- [Exercise prompt]
Pull out every line of the data below that contains the string "mint". Match case exactly.

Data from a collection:

↓

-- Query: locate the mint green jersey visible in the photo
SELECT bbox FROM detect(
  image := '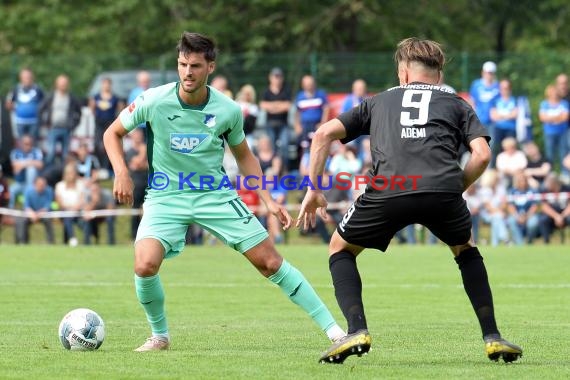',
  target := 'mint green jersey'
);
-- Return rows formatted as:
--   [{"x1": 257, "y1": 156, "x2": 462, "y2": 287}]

↑

- [Output of the exercise]
-- Query: locate the mint green jersey visible in the photo
  target := 'mint green jersey'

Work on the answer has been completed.